Task details — Return each line of the material below that contains the word "wall".

═══ Stored data

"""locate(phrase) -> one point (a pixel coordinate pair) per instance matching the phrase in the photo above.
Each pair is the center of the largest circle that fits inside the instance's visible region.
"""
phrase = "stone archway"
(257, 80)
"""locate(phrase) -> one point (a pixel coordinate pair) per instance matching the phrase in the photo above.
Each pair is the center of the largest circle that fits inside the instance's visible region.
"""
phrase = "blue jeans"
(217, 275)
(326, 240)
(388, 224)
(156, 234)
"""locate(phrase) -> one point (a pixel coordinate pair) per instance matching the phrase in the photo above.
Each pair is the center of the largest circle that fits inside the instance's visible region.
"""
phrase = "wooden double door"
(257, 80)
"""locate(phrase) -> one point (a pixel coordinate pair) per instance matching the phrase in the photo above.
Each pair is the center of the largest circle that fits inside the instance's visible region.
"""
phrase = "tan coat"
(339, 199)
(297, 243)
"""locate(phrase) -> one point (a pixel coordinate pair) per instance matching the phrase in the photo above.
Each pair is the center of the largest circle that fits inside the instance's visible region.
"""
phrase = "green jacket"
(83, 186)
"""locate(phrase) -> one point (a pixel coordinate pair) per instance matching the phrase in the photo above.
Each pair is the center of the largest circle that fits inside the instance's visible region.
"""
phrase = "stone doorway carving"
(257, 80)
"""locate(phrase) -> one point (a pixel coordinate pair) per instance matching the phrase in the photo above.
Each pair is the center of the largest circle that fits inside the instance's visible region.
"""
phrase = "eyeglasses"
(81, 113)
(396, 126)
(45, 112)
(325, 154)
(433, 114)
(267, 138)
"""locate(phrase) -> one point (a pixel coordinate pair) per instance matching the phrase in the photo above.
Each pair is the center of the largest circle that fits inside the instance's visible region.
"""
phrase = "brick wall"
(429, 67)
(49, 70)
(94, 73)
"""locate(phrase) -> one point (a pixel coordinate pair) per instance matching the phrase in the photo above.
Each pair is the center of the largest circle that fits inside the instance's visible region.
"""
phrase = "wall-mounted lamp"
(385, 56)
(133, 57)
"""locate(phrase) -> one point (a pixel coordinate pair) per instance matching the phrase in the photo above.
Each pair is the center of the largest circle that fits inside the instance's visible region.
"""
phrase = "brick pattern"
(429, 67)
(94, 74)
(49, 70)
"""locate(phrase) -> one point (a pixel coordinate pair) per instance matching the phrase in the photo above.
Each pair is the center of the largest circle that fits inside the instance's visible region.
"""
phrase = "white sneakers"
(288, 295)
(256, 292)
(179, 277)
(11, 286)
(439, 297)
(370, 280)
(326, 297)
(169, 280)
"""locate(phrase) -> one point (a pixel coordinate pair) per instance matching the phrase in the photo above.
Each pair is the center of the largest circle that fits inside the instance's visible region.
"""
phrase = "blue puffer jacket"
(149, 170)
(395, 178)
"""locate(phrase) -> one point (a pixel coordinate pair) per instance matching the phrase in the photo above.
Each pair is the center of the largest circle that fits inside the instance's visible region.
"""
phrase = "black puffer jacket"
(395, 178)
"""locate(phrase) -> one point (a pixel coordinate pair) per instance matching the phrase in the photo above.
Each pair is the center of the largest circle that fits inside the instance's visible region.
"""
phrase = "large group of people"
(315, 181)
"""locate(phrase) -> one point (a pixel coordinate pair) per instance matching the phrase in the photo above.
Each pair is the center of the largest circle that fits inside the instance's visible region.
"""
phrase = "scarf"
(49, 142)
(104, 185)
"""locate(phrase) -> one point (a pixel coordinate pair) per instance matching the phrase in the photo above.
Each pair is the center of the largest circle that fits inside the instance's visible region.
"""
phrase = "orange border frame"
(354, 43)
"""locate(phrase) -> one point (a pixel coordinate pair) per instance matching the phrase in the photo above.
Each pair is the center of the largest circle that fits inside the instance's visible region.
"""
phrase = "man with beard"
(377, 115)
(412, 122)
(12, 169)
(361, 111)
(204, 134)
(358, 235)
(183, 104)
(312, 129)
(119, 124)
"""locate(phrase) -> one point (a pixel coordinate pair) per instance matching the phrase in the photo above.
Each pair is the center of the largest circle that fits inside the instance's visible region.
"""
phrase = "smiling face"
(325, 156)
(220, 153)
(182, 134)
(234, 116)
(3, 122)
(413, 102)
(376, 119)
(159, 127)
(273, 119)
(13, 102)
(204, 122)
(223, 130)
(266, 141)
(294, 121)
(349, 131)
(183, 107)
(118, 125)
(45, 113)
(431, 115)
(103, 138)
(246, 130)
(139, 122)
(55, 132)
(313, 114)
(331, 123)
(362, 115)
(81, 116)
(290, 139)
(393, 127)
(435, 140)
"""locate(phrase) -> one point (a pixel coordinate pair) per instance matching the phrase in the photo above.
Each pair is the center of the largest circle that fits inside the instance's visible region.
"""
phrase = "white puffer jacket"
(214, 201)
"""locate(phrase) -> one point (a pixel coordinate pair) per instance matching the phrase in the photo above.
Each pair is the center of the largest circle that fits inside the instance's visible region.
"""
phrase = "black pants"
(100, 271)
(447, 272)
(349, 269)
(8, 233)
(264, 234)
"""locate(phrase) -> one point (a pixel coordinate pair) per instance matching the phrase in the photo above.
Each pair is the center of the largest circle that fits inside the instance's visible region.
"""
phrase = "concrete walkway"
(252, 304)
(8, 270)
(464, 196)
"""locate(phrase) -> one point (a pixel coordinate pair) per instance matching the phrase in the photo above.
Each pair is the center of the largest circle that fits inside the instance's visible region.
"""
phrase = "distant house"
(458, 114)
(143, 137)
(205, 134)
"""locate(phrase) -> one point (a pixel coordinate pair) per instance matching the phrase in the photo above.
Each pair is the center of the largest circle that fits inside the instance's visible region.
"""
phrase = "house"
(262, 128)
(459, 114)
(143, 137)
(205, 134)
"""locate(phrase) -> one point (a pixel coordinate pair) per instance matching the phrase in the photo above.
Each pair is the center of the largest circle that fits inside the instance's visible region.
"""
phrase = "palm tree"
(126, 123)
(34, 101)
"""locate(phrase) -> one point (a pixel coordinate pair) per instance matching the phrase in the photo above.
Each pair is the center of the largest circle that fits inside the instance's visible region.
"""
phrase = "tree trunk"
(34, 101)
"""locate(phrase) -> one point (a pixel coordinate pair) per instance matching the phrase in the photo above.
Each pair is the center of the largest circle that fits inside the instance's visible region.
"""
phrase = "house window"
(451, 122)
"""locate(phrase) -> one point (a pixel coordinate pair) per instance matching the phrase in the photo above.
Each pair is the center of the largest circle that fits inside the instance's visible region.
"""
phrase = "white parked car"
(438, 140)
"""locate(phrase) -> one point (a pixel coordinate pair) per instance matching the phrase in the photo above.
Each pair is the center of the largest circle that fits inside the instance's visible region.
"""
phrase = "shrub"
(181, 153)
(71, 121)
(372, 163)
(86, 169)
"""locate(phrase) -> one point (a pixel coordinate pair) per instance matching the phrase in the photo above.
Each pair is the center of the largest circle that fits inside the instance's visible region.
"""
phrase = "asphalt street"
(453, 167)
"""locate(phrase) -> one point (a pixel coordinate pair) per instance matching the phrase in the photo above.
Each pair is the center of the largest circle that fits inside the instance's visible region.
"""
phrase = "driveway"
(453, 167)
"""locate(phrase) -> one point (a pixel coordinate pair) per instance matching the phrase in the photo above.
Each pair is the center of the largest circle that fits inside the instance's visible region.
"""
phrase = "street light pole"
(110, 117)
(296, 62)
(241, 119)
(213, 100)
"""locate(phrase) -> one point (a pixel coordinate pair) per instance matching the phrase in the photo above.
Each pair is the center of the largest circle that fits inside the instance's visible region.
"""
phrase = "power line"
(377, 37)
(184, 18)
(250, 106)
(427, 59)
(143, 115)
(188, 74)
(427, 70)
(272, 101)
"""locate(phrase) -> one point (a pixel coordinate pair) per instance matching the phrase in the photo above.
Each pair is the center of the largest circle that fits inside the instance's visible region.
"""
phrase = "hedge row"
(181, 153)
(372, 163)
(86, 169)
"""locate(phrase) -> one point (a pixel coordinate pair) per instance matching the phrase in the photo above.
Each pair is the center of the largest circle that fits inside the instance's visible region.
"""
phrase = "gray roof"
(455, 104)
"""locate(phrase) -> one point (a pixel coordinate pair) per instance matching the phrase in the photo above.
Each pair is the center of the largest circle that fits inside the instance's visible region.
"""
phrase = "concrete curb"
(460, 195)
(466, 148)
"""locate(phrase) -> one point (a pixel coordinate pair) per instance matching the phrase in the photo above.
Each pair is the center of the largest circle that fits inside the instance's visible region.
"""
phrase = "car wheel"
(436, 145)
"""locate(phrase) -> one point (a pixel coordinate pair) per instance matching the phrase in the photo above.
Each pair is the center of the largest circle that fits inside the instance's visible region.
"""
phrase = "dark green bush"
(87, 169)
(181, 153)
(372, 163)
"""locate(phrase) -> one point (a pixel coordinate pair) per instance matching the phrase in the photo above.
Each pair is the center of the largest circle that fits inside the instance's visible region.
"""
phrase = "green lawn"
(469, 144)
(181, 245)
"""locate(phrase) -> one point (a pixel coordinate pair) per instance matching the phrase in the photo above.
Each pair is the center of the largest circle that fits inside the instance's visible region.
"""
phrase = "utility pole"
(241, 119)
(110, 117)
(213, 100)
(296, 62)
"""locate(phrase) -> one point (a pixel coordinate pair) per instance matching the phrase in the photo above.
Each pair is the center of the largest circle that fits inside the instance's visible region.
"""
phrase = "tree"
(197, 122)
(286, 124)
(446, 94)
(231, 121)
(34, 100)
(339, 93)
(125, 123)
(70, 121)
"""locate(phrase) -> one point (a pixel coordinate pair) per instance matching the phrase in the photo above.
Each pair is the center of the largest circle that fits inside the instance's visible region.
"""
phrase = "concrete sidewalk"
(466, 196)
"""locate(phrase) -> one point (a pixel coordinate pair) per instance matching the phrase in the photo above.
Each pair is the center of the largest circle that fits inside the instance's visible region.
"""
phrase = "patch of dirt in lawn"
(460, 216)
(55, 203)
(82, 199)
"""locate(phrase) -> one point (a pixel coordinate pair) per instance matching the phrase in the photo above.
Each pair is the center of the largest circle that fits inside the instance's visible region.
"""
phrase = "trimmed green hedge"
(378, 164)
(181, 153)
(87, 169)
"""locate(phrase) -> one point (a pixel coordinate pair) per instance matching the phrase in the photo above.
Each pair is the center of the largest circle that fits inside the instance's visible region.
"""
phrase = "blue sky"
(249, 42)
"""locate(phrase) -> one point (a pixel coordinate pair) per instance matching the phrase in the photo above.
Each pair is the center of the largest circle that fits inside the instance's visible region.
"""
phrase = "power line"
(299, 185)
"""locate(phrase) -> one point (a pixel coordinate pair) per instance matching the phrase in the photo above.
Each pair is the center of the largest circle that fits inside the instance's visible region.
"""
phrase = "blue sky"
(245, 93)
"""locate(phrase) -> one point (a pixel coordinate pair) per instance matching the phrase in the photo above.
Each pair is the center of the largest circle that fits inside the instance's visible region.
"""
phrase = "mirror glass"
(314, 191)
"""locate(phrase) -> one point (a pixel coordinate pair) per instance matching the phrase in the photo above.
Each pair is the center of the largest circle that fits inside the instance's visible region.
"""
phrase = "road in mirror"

══════

Output below —
phrase = "brick wall"
phrase = "wall-mounted lamp"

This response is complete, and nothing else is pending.